-- Challenge 1 --
Rewrite the passage of the plotting tips text below from "When you write" up to and including "meat and muscle.", replacing "plot" with "storyline".

-- Text section --
** START **

This will be my last post for 2015. Since 2008, TKZ has traditionally taken a 2-week Winter Hiatus, so I’ll return on January 6 after celebrating the Holidays with my family and friends. I’d like to take this opportunity to wish my blog mates and blog friends the very best for this holiday season and the coming year. Now on to Plotting Tips.

When you write a story, whether it’s short fiction or a novel-length manuscript, there are always two major components to deal with: characters and plot. Combined, they make up the “body” of the story. And of the two, the plot can be thought of as the skeleton while the characters are the meat and muscle.

When it comes to building your plot, nothing should be random or by accident. It may appear random to the reader but every twist and turn of the plot should be significant and move the story to its final conclusion. Every element, whether it deals with a character’s inner or outer being should contribute to furthering the story.

In order to determine the significance of each element, always ask why. Why does he look or dress that way? Why did she say or react in that manner? Why does the action take place in this particular location as opposed to that setting? If you ask why, and don’t get a convincing answer, delete or change the element. Every word, every sentence, every detail must matter. If they don’t, and there’s a chance they could confuse the reader or get in the way of the story, change or delete.

Your plot should grow out of the obstructions placed in the character’s path. What is causing the protagonist to stand up for his beliefs? What is motivating her to fight for survival? That’s what makes up the critical points of the plot—those obstacles placed in the path of your characters.

Be careful of overreaction; a character acting or reacting beyond the belief model you’ve built in your reader’s mind. There’s nothing wrong with placing an ordinary person in an extraordinary situation—that’s the formula from which great stories are made. But you must build your character in such a manner that his actions and reactions to each plot point are plausible. Push the character, but keep them in the realm of reality. A man who has never been in an airplane cannot be expected to fly a passenger jet. But a private pilot who has flown small planes could be able to fly a large passenger plane and possibly land it under the right conditions. The actions and the obstacles can be thrilling, but they must be believable.

** END **

-- Challenge 2 --
Retype the records below character for character, from their first line up to and including the line with "x=215, y=337".

-- Data supplied --
** START **

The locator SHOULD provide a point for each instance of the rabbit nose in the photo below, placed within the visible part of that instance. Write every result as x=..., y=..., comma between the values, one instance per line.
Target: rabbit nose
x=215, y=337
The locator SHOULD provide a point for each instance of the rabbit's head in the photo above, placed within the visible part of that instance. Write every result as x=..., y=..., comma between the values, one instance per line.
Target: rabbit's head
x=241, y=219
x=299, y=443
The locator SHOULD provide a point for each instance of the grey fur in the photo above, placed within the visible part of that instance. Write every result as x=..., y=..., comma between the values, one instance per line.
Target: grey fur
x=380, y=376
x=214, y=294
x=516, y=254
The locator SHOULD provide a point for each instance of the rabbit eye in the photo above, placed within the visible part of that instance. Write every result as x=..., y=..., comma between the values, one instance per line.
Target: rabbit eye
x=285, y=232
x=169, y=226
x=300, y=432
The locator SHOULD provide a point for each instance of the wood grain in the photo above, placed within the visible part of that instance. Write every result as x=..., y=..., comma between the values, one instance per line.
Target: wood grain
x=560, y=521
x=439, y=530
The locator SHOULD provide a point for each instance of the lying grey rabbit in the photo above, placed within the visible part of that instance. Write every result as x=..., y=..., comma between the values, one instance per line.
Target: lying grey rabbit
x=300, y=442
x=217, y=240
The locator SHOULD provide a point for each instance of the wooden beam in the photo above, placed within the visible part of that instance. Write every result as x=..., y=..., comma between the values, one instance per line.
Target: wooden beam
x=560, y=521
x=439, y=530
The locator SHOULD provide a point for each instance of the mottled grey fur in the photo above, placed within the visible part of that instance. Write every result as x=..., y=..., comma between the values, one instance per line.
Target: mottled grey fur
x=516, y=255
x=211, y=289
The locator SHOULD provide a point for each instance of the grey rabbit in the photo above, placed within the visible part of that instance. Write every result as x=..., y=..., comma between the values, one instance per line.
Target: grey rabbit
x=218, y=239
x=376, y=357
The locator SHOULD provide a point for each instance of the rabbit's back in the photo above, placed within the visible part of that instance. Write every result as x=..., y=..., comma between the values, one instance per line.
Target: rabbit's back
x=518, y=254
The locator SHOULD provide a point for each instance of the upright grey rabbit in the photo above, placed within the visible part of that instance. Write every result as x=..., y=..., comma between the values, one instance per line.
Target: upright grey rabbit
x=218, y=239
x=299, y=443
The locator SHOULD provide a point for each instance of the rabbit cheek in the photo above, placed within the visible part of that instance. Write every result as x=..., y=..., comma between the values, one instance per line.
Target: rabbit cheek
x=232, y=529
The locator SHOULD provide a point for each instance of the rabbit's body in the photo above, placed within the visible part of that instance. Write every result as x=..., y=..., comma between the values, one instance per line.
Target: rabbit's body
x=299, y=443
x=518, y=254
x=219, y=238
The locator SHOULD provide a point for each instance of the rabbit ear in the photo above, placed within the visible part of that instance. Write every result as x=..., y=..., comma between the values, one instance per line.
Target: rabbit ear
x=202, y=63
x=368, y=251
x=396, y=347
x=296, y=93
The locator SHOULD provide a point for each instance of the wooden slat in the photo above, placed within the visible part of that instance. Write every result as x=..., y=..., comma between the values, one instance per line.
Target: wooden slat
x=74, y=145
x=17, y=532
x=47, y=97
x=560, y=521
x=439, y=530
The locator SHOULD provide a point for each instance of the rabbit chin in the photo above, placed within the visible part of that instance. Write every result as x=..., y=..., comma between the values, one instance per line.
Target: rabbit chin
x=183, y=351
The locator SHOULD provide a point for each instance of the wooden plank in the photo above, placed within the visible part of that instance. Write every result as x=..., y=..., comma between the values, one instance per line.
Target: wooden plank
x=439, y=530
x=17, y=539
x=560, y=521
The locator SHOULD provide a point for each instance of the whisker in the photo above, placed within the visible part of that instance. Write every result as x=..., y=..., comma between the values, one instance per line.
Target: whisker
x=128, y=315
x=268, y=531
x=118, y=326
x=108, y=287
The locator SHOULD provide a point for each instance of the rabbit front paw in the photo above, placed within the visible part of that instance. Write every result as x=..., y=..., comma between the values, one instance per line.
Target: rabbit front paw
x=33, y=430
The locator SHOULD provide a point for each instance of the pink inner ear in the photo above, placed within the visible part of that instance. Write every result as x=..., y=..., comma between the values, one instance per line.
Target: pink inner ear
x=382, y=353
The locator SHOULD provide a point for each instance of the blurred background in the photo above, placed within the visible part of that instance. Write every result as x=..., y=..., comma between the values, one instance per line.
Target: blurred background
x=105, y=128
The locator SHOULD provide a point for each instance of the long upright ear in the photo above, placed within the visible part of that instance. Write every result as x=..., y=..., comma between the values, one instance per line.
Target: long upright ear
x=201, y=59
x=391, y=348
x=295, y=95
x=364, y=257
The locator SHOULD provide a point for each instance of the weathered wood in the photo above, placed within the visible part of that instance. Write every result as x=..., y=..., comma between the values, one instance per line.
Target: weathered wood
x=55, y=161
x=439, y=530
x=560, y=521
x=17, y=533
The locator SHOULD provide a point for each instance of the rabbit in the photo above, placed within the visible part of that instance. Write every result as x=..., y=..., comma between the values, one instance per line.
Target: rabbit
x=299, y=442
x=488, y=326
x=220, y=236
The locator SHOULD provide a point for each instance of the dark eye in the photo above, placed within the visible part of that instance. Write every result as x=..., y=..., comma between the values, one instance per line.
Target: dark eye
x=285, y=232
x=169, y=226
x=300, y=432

** END **

-- Reply 1 --
When you write a story, whether it’s short fiction or a novel-length manuscript, there are always two major components to deal with: characters and storyline. Combined, they make up the “body” of the story. And of the two, the storyline can be thought of as the skeleton while the characters are the meat and muscle.

-- Reply 2 --
The locator SHOULD provide a point for each instance of the rabbit nose in the photo below, placed within the visible part of that instance. Write every result as x=..., y=..., comma between the values, one instance per line.
Target: rabbit nose
x=215, y=337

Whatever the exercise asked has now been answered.